In the records below, locate the line containing "of the tree", then output that line and all later lines exactly, through the last one.

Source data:
---*---

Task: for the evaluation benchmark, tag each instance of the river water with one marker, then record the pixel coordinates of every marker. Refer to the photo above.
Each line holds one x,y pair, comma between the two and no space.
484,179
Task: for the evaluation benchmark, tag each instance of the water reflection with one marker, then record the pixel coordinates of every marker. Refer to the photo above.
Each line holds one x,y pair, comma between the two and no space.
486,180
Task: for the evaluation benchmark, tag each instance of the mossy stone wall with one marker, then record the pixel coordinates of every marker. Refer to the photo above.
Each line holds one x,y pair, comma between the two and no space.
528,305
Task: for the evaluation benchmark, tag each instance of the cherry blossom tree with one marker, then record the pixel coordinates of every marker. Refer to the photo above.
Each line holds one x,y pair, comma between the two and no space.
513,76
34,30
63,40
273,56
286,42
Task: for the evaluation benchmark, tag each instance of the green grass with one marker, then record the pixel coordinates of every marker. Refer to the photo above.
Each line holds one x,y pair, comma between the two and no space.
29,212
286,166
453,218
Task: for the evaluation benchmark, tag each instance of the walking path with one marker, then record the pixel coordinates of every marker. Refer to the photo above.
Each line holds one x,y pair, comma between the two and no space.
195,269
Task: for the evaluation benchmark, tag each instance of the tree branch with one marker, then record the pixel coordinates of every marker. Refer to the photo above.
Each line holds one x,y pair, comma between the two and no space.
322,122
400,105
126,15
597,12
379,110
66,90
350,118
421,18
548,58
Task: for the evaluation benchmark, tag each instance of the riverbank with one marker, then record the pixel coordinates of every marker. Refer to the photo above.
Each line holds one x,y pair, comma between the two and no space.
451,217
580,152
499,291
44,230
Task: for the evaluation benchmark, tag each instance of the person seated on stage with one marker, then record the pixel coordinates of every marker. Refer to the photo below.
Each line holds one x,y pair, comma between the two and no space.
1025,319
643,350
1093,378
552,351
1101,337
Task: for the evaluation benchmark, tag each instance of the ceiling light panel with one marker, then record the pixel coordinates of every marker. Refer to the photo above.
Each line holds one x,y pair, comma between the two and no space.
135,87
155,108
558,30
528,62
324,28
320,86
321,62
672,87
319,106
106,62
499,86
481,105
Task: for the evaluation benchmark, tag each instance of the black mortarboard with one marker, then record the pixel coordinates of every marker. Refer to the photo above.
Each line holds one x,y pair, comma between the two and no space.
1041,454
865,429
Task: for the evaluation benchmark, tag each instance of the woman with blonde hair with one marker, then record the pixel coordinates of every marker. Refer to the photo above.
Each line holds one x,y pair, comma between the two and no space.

---*---

*WRITTEN RESPONSE*
Task: for the evaluation benchmark, tag each instance of the tree branch with one marker, then record the pixel coordinates of every marker. Refer to the photo above.
Each line holds one x,y pair, comma between the two and no space.
322,122
400,105
126,15
597,12
379,110
66,90
350,118
421,18
548,58
Task: for the evaluation benchmark, tag each instance of the riverbank with one marker, then record the pixel coordinates of every marker. Refer to the photo above.
Each line holds one x,y pair, comma between the two and no space.
451,217
580,152
499,291
44,230
Task: for the evaluation benchmark, tag each instance of the person seated on stage with one marker, then record the pixel coordinates of every marker. Refer to the photo below.
Each line holds one x,y pair, comma between the two and no space.
1025,319
643,350
1093,378
552,351
1101,337
Task: for the evaluation benchmark, tag each instance of the ceiling light panel with one marker, then record the pixel coordinates of every marker. Refer to the photo above.
Each line holds one x,y pair, comma between the two and no space.
135,87
155,108
558,30
528,62
324,28
320,86
321,62
672,87
319,106
106,62
499,86
481,105
Task: for the evaluation benchmark, tag each instance of the black mortarboard with one marker, then record the pixel coordinates of every marker. Refer to the photo above.
Each line holds one x,y pair, comma between the two and no space.
1041,454
865,429
Task: for the evaluation benchmark, tag each instance of the woman with blonde hair with one marker, then record the pixel coordinates of every marker. Refer to the photo above.
Each line holds one x,y pair, comma between the two and no space.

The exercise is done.